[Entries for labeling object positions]
>> BEGIN

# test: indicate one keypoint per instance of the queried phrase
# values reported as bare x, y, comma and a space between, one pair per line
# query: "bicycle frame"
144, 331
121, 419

>> END

→ Short problem
Reproduce every line of the material above word for word.

→ Correct result
# test: indicate one keypoint per instance of the queried phrase
# values reported as bare x, y, comma and a space between, one pair per line
# query: "bicycle frame"
144, 331
121, 419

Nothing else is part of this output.